§ **Exercise directions**
The records follow. Copy them exactly, but omit the pictures.

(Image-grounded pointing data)
__________

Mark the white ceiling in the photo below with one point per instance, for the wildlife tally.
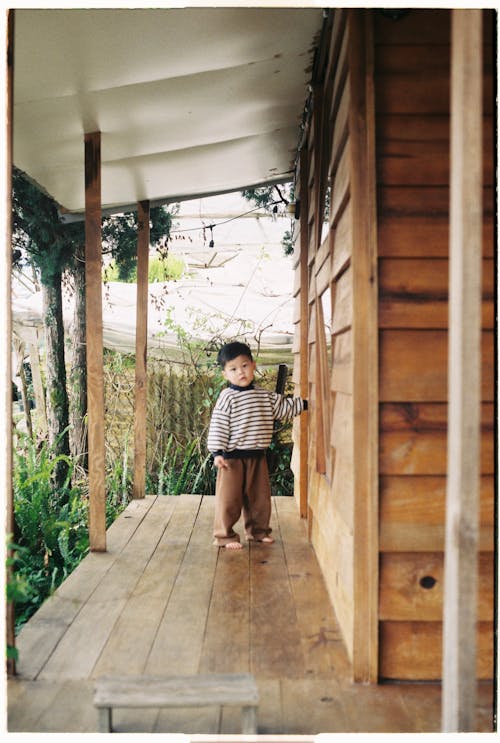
(189, 101)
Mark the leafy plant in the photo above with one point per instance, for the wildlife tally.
(163, 268)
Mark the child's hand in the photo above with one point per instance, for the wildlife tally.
(220, 462)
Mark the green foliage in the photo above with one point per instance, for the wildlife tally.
(274, 199)
(37, 230)
(51, 528)
(119, 235)
(183, 469)
(164, 268)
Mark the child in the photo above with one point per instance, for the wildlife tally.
(240, 431)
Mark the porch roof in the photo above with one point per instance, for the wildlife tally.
(189, 101)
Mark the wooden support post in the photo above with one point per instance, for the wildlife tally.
(304, 333)
(38, 384)
(364, 347)
(464, 375)
(95, 373)
(141, 343)
(6, 431)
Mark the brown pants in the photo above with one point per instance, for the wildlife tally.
(243, 486)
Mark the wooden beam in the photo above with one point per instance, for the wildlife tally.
(304, 332)
(365, 349)
(6, 434)
(141, 343)
(464, 375)
(95, 375)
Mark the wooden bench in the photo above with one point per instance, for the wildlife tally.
(224, 690)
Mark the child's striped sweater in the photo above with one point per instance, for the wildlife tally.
(243, 417)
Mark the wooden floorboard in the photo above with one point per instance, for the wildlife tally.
(164, 600)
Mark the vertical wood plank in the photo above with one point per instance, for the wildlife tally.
(464, 374)
(95, 379)
(141, 348)
(365, 333)
(6, 432)
(304, 332)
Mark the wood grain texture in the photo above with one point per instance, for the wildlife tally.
(413, 650)
(411, 586)
(141, 349)
(95, 378)
(460, 614)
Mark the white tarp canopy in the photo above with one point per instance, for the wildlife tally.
(189, 101)
(245, 291)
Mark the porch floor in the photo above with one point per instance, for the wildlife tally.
(163, 600)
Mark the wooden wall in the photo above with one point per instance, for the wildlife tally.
(412, 89)
(371, 336)
(335, 337)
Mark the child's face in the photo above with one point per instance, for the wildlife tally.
(240, 371)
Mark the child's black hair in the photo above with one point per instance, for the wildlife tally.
(230, 351)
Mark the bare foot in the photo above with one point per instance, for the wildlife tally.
(233, 546)
(266, 540)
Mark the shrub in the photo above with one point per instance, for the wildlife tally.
(169, 268)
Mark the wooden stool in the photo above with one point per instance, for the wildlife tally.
(214, 689)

__________

§ **Response to the exercise**
Mark the white ceiling in the photo below with one point per instance, for the wildlife tally.
(189, 101)
Mark the leafy plant in the photo above with one point per instance, for the wildlife tally.
(163, 268)
Mark the child's hand in the photo above with one point per instance, for the wildlife tally.
(220, 462)
Mark the green foliage in the photo above with one point per instance, for the wildlife tally.
(274, 199)
(37, 230)
(51, 528)
(119, 235)
(183, 469)
(164, 268)
Mark the child in the photo above with one point per instance, for the wildlife tally.
(240, 431)
Mark the porch roof in the photo above with one point per instance, for the wildlife tally.
(189, 101)
Mark the wooden support post in the photo above with one point per instance, for the wildlife tally.
(304, 333)
(38, 384)
(364, 347)
(464, 375)
(95, 373)
(141, 343)
(6, 431)
Mark the brown pants in the photo above with one point per instance, for the wildlife tally.
(243, 486)
Mark the wooden beam in the photo above with one point per instance, for the wildlife tally.
(304, 332)
(365, 349)
(6, 434)
(141, 343)
(464, 375)
(95, 375)
Mark the wooden bench in the photo above with one point per instance, for the wildlife tally.
(224, 690)
Mark the child's striped sweater in the photo above with one point per instance, for the wildlife tally.
(243, 417)
Mark the wooden floorboard in the photo above with one point per instance, for the wildlife tally.
(164, 600)
Mark the vertical wood plank in the photo above with one point per instance, for the wildlife tally.
(464, 374)
(95, 379)
(141, 348)
(365, 333)
(6, 432)
(304, 332)
Mark the wood grain texture in the photo above with one point per instance, for the wildlife tally.
(413, 650)
(411, 586)
(141, 349)
(95, 378)
(460, 614)
Mark the white tarp canopy in the photo above with one point per instance, for the wildlife tally.
(189, 101)
(245, 291)
Mark the porch floor in the photo above with one point per instance, for the wildlife tally.
(163, 600)
Mark the wooden wall in the photo above with one point per instance, for the wildlife tally.
(412, 89)
(371, 336)
(335, 337)
Mark the child's face in the photo above with one point per instance, for the wildlife tally.
(240, 371)
Mark the child's black hair in the photo above with one point per instance, for the wildlife tally.
(230, 351)
Mark the bare foot in the photo above with one point per instance, for the wildlife tally.
(233, 546)
(266, 540)
Mark the shrub in the photo above with one point per instance, for the wildlife tally.
(169, 268)
Mark the wooden stool in the photo above with one point per instance, for the wildlife tally.
(214, 689)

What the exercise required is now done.